▶ Text for analysis:
* * * * * * *
We referenced above that our team completed significant testing on component wear, this testing included lifetime wear testing on our substructure component. When doing testing at this stage, we test a sample size of around 10 units, made out of the same material that we plan to use in mass manufacturing.
The biggest difference is the manufacturing process - the sample testing is done on units that are CNC machined, whereas in mass production the units are made via injection molding.
With injection molding, it takes around 2 months from the initial sign off on design, to getting your first run of molded parts. We received this first run in May and began validating the parts against our lifetime wear indicators. It became clear a few weeks back that the injection molded substructures were not performing as expected.
These substructure units were exhibiting additional wear earlier in their life cycle than the CNC units, causing them to not hit our wear indicators. This premature wear would lead to filament slipping off of bearings, and being unable to drive and splice properly.
After conducting a thorough investigation first considering geometric issues, the cause of the premature wear was concluded to be solely related to material composition. Even though the material type is the same between the CNC samples and Injection molded samples, the material grade that was sourced for the injection molding samples (i.e. a moldable grade) has a different hardness than the CNC material (i.e. an extruded grade).
* * * * * * *
▶ Information given:

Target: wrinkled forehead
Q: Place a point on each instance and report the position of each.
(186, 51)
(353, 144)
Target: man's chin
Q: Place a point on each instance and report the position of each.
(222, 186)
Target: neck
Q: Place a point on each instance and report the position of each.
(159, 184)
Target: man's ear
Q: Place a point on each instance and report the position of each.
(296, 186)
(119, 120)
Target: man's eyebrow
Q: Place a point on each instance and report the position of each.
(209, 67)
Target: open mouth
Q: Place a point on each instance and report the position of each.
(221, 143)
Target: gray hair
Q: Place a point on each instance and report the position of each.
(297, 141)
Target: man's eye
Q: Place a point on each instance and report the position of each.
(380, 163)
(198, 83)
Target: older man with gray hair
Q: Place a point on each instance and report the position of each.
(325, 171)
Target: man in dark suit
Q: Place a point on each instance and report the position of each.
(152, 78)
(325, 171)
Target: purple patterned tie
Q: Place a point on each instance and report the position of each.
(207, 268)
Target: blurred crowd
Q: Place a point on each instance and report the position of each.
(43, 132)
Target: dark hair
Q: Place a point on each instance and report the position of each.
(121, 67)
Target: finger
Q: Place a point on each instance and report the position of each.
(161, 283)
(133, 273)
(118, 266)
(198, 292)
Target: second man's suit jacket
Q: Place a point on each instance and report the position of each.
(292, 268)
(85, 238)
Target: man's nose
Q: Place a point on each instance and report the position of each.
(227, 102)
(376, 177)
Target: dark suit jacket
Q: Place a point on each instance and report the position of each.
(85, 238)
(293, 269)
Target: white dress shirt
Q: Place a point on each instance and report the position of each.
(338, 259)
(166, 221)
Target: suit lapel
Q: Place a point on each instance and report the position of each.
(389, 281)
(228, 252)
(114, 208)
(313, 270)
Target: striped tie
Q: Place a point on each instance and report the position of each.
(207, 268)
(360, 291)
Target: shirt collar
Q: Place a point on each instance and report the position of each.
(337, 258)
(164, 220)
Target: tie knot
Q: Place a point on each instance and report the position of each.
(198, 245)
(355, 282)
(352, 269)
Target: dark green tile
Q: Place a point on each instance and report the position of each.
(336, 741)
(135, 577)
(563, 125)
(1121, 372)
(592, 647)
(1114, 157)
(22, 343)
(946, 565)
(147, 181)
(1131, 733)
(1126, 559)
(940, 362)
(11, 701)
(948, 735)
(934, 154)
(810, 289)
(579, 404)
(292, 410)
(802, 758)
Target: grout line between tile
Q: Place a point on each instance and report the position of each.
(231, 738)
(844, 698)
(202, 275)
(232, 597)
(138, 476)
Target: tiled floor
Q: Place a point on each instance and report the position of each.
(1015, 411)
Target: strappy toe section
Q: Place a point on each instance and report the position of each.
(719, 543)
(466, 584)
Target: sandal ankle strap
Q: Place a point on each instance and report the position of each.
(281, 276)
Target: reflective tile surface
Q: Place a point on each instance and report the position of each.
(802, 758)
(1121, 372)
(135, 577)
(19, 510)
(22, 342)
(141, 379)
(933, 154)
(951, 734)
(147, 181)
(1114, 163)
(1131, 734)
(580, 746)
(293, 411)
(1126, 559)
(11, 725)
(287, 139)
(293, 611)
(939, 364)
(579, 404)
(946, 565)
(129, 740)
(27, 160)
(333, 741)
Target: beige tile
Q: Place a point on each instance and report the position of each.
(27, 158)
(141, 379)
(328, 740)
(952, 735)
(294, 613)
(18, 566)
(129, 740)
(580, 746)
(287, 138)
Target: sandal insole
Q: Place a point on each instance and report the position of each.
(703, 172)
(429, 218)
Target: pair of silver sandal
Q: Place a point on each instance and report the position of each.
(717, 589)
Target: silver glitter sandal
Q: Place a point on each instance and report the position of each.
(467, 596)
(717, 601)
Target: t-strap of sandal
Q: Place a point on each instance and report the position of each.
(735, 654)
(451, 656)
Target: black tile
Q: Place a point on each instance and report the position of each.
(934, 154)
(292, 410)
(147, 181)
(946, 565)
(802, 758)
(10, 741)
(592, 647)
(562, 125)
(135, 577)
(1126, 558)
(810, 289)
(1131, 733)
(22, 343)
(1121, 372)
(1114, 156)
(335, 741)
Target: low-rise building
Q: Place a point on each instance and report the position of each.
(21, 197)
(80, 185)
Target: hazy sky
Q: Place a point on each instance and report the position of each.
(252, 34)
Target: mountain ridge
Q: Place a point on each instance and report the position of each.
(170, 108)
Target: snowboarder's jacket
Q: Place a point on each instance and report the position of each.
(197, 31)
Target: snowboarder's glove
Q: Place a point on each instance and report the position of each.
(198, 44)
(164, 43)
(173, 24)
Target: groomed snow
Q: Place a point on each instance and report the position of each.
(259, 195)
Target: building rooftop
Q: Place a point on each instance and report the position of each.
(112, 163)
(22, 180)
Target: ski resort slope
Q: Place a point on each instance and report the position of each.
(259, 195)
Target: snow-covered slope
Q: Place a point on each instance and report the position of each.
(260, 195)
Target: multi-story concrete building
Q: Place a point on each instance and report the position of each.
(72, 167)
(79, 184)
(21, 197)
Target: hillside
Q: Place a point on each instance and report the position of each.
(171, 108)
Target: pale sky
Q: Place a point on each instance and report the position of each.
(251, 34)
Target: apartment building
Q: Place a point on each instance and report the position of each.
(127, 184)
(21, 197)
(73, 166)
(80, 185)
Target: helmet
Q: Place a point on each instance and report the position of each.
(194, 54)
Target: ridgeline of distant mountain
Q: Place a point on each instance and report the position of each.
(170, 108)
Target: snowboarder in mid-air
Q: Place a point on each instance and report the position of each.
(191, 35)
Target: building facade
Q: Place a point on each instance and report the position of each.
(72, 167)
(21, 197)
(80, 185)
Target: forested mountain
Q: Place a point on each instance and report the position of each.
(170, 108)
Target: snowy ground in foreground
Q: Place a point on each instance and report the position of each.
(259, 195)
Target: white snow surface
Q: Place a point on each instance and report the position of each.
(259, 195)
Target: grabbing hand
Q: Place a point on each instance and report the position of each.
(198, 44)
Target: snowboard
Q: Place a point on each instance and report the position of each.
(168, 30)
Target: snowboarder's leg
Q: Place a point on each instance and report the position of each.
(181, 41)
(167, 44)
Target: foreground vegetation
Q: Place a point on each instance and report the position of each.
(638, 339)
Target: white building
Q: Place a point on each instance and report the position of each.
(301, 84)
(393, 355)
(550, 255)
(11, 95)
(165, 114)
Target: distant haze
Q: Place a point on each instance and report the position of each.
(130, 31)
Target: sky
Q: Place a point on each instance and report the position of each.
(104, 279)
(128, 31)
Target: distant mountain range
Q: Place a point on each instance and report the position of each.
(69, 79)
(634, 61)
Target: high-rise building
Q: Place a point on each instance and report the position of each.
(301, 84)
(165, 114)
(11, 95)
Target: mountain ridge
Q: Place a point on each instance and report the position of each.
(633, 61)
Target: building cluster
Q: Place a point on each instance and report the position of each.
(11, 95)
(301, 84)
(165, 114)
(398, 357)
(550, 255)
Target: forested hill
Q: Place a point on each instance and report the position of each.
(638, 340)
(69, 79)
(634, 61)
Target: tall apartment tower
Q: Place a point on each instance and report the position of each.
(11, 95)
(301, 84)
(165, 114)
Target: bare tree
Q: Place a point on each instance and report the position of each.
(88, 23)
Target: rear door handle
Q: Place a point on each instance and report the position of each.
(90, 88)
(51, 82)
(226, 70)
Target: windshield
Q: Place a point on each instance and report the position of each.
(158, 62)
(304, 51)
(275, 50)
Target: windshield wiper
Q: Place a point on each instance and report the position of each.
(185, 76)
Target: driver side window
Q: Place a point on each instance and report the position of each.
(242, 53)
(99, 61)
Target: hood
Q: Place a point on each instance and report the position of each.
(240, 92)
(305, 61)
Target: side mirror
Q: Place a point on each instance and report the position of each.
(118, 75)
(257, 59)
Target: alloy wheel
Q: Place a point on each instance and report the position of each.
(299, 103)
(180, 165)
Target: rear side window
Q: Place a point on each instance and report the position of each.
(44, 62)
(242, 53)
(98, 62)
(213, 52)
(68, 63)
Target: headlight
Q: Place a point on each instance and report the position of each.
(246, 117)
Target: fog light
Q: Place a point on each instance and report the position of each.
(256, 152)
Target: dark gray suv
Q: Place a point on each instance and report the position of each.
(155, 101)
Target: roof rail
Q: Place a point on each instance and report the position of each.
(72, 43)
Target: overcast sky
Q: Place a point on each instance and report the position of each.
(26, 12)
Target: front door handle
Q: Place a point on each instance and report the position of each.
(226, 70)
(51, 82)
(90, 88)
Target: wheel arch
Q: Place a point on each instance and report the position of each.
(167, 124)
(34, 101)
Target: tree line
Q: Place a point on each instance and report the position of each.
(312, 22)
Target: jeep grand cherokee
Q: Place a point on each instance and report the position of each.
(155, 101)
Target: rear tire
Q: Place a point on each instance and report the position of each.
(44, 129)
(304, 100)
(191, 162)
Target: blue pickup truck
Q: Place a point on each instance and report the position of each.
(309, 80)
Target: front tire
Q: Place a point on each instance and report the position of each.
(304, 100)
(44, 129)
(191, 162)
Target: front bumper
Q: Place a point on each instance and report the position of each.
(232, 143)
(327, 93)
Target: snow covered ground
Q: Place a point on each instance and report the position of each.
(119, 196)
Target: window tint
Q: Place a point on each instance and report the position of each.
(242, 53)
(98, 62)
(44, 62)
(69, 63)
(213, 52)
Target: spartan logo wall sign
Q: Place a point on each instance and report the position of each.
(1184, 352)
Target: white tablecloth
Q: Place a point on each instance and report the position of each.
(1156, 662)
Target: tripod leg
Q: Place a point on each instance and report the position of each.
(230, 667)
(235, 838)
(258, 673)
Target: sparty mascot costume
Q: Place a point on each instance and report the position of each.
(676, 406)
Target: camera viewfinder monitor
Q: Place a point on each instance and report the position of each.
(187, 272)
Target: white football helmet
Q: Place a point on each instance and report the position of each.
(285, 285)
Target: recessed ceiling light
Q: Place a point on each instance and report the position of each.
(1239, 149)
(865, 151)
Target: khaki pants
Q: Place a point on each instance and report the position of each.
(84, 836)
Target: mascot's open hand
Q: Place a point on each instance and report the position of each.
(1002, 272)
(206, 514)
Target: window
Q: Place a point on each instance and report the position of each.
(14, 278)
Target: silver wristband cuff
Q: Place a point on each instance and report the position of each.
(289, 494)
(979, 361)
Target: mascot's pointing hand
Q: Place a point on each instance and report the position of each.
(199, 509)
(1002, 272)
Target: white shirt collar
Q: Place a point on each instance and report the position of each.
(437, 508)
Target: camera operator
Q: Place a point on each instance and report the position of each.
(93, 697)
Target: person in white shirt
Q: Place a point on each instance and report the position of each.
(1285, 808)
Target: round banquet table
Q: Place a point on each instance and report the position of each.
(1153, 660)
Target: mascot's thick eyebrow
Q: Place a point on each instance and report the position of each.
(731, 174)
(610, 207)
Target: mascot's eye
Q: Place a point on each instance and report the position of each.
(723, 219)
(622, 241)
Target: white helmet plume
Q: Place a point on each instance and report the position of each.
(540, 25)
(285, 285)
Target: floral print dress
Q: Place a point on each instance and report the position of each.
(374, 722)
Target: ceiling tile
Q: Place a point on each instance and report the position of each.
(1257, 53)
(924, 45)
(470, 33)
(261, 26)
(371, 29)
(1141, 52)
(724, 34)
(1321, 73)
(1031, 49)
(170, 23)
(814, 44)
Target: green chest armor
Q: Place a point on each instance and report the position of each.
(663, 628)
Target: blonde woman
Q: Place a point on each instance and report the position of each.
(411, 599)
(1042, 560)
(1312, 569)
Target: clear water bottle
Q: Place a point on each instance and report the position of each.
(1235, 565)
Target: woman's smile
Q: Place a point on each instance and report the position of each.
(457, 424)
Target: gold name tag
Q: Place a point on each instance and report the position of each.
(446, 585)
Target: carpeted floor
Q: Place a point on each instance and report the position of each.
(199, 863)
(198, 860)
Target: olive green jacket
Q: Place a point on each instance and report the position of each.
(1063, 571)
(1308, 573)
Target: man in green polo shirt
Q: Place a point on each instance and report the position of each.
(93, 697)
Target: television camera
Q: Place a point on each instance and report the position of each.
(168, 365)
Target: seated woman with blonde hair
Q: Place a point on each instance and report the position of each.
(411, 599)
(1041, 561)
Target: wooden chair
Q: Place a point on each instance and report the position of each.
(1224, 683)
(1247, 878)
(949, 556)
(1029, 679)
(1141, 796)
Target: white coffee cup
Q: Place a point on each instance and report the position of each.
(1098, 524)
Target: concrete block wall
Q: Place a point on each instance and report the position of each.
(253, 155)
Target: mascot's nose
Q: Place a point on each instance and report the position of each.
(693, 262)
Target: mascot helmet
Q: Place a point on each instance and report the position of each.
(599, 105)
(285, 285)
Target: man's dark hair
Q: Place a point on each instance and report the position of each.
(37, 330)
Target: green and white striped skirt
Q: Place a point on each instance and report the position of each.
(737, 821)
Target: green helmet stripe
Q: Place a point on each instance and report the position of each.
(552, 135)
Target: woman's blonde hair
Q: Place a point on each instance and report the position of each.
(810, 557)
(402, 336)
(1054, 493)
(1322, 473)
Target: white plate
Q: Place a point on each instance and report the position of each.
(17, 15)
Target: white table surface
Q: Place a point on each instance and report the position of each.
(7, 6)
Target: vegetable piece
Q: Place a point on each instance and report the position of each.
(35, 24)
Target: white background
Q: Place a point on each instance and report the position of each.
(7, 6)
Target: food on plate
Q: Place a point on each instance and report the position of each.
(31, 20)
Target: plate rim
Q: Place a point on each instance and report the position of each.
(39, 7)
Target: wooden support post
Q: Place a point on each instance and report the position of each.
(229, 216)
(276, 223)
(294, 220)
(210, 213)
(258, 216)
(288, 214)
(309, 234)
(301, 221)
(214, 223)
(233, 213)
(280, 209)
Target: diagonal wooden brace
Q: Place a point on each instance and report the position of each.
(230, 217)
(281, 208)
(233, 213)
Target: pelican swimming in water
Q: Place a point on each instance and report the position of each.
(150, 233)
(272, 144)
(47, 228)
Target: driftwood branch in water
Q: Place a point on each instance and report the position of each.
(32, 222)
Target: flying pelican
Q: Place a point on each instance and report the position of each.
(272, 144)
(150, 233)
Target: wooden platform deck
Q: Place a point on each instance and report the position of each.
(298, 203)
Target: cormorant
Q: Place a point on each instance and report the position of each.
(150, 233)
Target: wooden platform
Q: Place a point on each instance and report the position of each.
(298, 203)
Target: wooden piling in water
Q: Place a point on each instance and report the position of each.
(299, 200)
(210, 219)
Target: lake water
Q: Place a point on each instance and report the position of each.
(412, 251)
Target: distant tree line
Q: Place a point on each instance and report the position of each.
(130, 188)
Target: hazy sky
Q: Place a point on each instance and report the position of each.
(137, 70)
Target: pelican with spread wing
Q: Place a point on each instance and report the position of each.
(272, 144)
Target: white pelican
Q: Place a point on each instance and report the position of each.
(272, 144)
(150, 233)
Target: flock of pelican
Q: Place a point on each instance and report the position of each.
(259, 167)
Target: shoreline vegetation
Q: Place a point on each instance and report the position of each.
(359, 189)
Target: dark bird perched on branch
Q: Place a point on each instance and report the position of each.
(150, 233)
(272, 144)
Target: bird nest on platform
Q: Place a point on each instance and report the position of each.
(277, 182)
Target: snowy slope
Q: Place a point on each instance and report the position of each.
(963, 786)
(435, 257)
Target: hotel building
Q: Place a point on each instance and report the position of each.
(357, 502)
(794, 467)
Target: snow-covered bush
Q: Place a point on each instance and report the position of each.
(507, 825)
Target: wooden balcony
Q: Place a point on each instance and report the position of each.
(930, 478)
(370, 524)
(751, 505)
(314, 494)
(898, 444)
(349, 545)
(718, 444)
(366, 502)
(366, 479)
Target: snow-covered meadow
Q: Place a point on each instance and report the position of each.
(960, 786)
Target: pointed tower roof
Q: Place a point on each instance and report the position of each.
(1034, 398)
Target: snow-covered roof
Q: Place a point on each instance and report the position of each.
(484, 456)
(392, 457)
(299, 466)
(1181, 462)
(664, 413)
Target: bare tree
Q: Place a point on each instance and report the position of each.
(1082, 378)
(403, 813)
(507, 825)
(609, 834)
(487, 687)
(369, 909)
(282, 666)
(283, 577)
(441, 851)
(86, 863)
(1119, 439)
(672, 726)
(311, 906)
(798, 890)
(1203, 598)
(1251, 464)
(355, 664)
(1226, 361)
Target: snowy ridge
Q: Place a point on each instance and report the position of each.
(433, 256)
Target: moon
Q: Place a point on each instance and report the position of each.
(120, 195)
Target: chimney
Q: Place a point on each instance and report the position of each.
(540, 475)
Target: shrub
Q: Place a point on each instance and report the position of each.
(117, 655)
* * * * * * *
▶ To do:
[A] In the substructure wear-testing text, how long does it take from initial design sign-off to receiving the first run of injection molded parts?
[B] Continue the text on substructure wear testing from its last sentence.

▶ Answers by item number:
[A] Around 2 months.

[B]
This change in hardness means the filament can more easily wear down the channel in the injection molded version, leading to filament slipping off of the bearing and not driving properly.
After an in-depth investigation of different material specs we have sourced materials that have increased hardness ratings and wear resistance. This short list of materials are being tested and validated, after which we will move into the mass manufacturing stage.
Our partners have already begun validating the remainder of the manufacturing process, as well as our in-line QC processes, assembly processes and packaging processes. We are confident that once we resolve and validate this final modification that we will be in a great position to scale manufacturing and hit the delivery timelines.
Pictures of our Palette 3 Pro Pilot run, being completed in order to work out any other potential bottlenecks in the manufacturing process and workflow
The Silver Lining
The updated hardware timeline above will give our firmware and software teams additional time to simplify workflows, complete further testing, and generally push to give you the best experience possible.
We have more resources dedicated to these teams than we ever have in the past and are incredibly confident that you will have an amazing out of the box experience with Palette 3 and Palette 3 Pro.
In addition to the above, our customer success and community teams are using this extra time to focus on creating more printer specific documentation, walkthroughs and setup guides.
We hope the above sheds light on not only what to expect from us moving forward, but also insight into the root cause, as well as our decision making processes.
We welcome any questions or comments you may have about this update, please reach out to our team at firstname.lastname@example.org and we will be in touch as soon as possible. We typically reply within 24 hours, but please allow our team a bit of additional time as there will likely be more requests than a normal week.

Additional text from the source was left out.